• **Task data**
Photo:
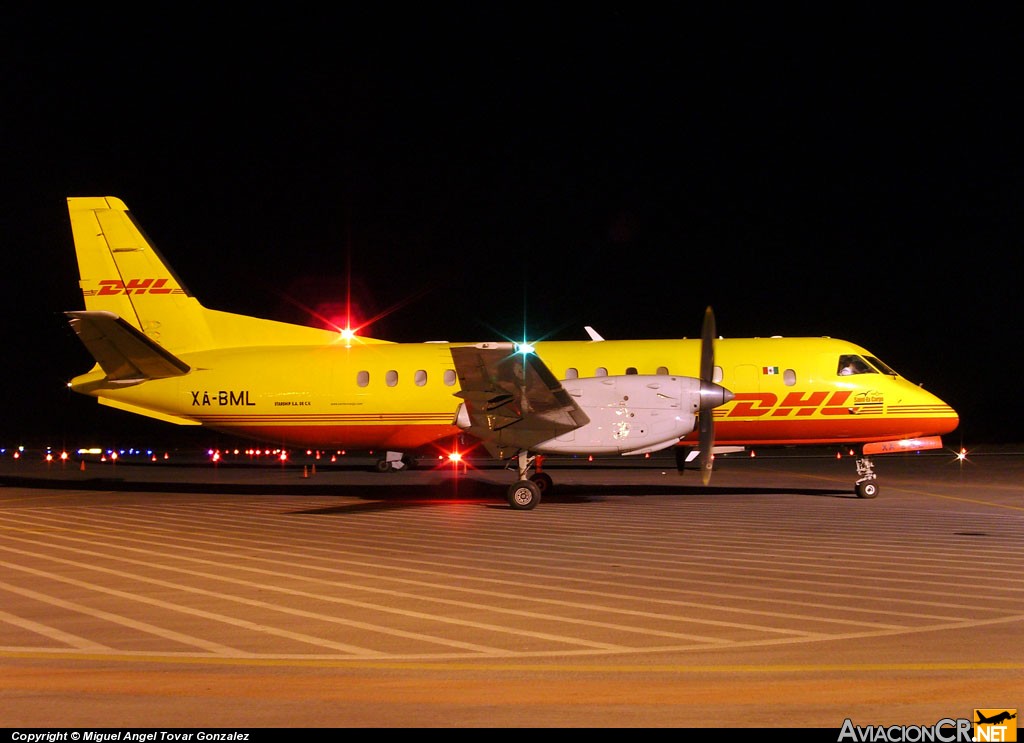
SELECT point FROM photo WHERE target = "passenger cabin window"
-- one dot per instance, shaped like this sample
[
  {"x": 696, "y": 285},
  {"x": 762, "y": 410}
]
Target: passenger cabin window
[{"x": 852, "y": 364}]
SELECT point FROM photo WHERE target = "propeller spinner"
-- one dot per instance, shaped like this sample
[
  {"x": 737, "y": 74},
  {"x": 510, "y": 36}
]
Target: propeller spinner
[{"x": 712, "y": 395}]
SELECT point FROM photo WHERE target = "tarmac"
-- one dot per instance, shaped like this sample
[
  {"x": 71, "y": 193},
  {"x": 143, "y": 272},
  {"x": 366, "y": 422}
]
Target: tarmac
[{"x": 180, "y": 594}]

• **What is being asked**
Copy the records above line for line without changing anything, but leave out the pictures.

• **Result below**
Photo:
SELECT point FROM photo WHERE target = "passenger cabin window"
-- one dot per instance, shaped like this sample
[
  {"x": 696, "y": 285},
  {"x": 762, "y": 410}
]
Target: passenger cabin window
[{"x": 852, "y": 364}]
SELECT point FROM photo WHERE target = "propeller spinner"
-- one dot per instance, shaped like this sample
[
  {"x": 737, "y": 74},
  {"x": 510, "y": 36}
]
Target: propeller spinner
[{"x": 712, "y": 395}]
SELECT point FROM photo WHERE target = "tarmac"
-- one dot per instance, shaped like this sample
[
  {"x": 71, "y": 193},
  {"x": 143, "y": 272},
  {"x": 366, "y": 422}
]
Target: tarmac
[{"x": 180, "y": 594}]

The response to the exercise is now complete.